Dans cet ouvrage, Jean Aulagnier se livre à une approche scientifique de la
naissance du christianisme. La référence à Maria Valtorta est implicite. La
note ci-contre répond à quelques exégèses particulièrement en cour.
Marie de Magdala
selon Maria Valtorta.
|
Dans le contexte général de l'examen des traditions, il convient
de faire litière de certaines affirmations, aussi gratuites que récentes,
concernant Marie-Madeleine : une école — écoutée, hélas !— de
"modernes" répand en effet l'idée que Marie, sœur de Lazare et
Marie-Madeleine (ou de Magdala) sont deux personnes distinctes. Certains,
dans la foulée de pseudo-révélations privées, vont même jusqu'à attribuer à
Lazare et à Marthe une ou deux sœurs en plus de Marie. Il n'est pas jusqu'à
MM. Monloubou et du Buit qui, dans leur Dictionnaire biblique universel, qui
fait autorité, n'écrivent (à la page 454) : "Marie de Béthanie ne peut
être confondue ni avec Marie de Magdala, et encore moins avec la pécheresse
anonyme (chez le pharisien Simon)"...

▸ Données fournies:

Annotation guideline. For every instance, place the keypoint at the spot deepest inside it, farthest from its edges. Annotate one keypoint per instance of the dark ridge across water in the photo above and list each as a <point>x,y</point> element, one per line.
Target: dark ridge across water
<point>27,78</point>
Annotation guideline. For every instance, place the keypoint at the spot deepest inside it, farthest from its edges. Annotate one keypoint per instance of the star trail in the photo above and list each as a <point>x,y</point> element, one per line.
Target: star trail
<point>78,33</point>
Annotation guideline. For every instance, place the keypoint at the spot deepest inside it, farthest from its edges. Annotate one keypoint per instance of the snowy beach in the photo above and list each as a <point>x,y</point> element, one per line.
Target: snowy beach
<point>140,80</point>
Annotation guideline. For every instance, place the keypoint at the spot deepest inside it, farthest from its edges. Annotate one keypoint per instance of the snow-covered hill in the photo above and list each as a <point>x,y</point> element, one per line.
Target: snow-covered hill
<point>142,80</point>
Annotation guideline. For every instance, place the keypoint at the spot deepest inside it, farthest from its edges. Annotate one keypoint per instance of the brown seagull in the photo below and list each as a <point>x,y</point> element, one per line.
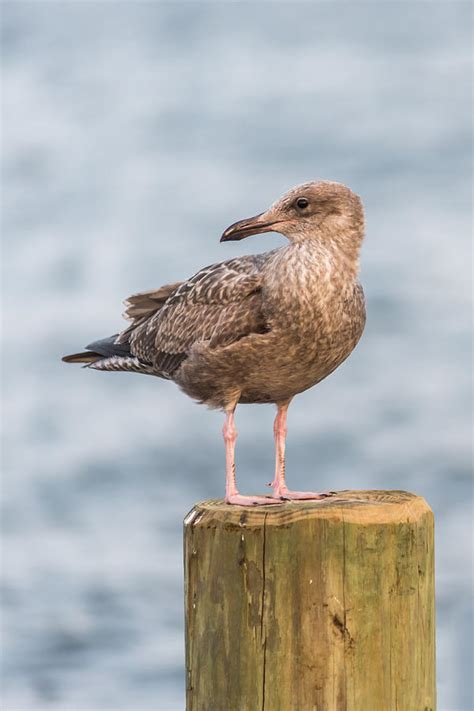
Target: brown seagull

▸ Description du problème:
Recopiez intégralement le texte source sur Marie de Magdala, sans y changer un seul mot.

▸ Résultat:
Dans cet ouvrage, Jean Aulagnier se livre à une approche scientifique de la
naissance du christianisme. La référence à Maria Valtorta est implicite. La
note ci-contre répond à quelques exégèses particulièrement en cour.
Marie de Magdala
selon Maria Valtorta.
|
Dans le contexte général de l'examen des traditions, il convient
de faire litière de certaines affirmations, aussi gratuites que récentes,
concernant Marie-Madeleine : une école — écoutée, hélas !— de
"modernes" répand en effet l'idée que Marie, sœur de Lazare et
Marie-Madeleine (ou de Magdala) sont deux personnes distinctes. Certains,
dans la foulée de pseudo-révélations privées, vont même jusqu'à attribuer à
Lazare et à Marthe une ou deux sœurs en plus de Marie. Il n'est pas jusqu'à
MM. Monloubou et du Buit qui, dans leur Dictionnaire biblique universel, qui
fait autorité, n'écrivent (à la page 454) : "Marie de Béthanie ne peut
être confondue ni avec Marie de Magdala, et encore moins avec la pécheresse
anonyme (chez le pharisien Simon)"...